**Problem details**
Transcribe the Fukushima news report below, starting with "Two weeks on" and going on through "atomic safety regime.".

**Excerpt**
==================================================
/ 26 March 2011

Workers trying to pump out water from Japan reactors

Workers Trying To Pump Out Water From Japan Reactors

Japanese engineers were frantically attempting on Saturday to pump out puddles of radioactive water at the earthquake-crippled Fukushima nuclear power plant after it injured three workers and delayed efforts to cool reactors to safe levels.

Two weeks on from the earthquake and tsunami, Japan now faces massive reconstruction. View our slideshow of the unfolding tragedy.

Underscoring growing international qualms about nuclear power raised by the killer earthquake and tsunami in north-east Japan two weeks ago, United Nations Secretary-General Ban Ki-moon said it was time to reassess the international atomic safety regime.

Radioactive water has been found in buildings of three of the six reactors at the power complex 240km north of Tokyo. On Thursday, three workers sustained burns at reactor number-three after being exposed to radiation levels 10 000 times higher than usually found in a reactor.

“Bailing out accumulated water from the turbine housing units before radiation levels rise further is becoming very important,” said Japan Nuclear and Industrial Safety Agency senior official Hidehiko Nishiyama.

The 9,0 magnitude quake and giant waves on March 11 left more than 10 000 people dead and 17 000 missing.

Despite such a shocking toll, much attention since the disaster has been on the possibility of a catastrophic meltdown at Fukushima.

With elevated radiation levels around the plant triggering fears across the nation, storage of the contaminated water has to be handled carefully.

“We are working out ways of safely bailing out the water so that it does not get out into the environment, and we are making preparations,” Nishiyama said.

He initially said the high radiation reading meant there could be damage to the reactor, but he later said it could be from venting operations to release pressure or water leakage from pipes or valves.

“There is no data suggesting a crack,” he said.

Nuclear watchdog the International Atomic Energy Agency (IAEA) said on Friday there had not been much change in the crisis over the previous 24 hours.
==================================================
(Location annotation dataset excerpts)

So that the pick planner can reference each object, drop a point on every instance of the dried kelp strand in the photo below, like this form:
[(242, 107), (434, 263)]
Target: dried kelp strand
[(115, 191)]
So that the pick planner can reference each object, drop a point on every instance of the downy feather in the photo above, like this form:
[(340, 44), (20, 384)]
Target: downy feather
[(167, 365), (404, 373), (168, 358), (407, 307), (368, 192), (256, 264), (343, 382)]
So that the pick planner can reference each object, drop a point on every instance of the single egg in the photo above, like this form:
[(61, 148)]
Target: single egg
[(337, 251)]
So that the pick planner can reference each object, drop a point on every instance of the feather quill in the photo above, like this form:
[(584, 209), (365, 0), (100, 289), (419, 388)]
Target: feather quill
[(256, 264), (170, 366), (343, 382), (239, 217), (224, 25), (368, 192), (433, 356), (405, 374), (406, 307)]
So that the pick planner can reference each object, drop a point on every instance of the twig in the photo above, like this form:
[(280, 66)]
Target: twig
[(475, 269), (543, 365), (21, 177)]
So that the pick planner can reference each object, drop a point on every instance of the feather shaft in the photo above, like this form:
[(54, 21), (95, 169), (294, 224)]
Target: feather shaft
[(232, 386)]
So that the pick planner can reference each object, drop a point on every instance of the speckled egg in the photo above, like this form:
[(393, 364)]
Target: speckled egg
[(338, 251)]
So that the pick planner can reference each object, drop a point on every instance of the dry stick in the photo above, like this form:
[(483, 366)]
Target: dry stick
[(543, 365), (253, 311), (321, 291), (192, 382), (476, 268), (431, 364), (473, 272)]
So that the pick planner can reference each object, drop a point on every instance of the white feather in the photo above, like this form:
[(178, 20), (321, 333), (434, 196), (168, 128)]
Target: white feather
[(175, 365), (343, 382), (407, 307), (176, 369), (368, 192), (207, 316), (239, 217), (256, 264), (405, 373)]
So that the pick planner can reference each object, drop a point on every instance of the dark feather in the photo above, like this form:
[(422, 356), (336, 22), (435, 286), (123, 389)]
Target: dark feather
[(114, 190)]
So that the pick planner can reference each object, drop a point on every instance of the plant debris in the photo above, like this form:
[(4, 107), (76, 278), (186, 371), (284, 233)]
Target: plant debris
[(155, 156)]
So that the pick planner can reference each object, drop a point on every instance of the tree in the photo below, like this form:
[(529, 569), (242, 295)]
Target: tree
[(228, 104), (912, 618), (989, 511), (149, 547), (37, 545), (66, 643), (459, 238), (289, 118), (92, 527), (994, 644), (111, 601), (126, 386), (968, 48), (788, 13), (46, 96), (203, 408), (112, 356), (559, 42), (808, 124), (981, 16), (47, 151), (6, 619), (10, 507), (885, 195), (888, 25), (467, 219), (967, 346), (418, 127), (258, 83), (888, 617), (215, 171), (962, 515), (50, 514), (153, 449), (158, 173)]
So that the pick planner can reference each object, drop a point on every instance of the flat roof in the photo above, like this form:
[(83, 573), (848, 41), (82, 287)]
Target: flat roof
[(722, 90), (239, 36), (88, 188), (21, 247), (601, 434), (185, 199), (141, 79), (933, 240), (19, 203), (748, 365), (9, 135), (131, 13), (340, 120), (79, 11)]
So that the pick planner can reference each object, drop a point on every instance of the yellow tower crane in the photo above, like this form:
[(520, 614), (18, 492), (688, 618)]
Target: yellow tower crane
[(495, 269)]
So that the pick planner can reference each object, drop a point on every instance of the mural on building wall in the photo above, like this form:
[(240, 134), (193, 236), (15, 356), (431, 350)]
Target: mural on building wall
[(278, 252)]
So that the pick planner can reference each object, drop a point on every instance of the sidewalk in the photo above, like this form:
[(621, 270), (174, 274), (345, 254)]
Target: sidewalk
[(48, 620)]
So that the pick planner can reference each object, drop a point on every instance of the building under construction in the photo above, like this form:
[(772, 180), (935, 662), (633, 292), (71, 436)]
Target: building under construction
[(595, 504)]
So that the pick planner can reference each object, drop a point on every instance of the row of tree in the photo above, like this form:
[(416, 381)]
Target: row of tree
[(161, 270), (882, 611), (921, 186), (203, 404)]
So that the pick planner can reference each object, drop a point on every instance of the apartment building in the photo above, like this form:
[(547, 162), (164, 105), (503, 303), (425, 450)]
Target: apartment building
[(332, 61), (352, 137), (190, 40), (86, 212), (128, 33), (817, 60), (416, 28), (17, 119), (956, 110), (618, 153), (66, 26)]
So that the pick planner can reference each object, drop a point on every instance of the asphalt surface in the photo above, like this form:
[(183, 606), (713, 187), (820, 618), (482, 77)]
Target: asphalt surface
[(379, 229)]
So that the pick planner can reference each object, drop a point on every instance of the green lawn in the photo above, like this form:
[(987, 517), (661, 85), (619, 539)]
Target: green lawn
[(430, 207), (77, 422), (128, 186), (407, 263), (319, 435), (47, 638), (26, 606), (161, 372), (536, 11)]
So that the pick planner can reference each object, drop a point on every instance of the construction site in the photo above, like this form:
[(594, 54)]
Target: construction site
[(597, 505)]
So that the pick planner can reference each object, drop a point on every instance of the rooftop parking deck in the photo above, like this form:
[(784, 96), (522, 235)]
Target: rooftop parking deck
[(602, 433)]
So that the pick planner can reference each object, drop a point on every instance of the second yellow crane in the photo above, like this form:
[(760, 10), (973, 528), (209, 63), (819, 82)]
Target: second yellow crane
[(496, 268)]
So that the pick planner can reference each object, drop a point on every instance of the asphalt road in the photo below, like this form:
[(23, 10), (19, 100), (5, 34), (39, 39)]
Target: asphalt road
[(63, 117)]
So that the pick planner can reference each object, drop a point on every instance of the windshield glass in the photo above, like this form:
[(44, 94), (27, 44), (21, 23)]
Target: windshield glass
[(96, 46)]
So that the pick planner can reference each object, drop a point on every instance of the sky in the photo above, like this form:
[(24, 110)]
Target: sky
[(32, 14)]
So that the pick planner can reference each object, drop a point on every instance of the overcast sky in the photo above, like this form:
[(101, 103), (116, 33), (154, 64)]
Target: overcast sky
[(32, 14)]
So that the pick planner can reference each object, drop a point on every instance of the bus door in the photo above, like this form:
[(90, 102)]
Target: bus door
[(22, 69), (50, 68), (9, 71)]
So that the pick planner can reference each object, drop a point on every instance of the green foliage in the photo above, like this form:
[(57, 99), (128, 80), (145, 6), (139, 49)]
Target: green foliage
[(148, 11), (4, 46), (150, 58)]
==================================================
**Finished answer**
Two weeks on from the earthquake and tsunami, Japan now faces massive reconstruction. View our slideshow of the unfolding tragedy.

Underscoring growing international qualms about nuclear power raised by the killer earthquake and tsunami in north-east Japan two weeks ago, United Nations Secretary-General Ban Ki-moon said it was time to reassess the international atomic safety regime.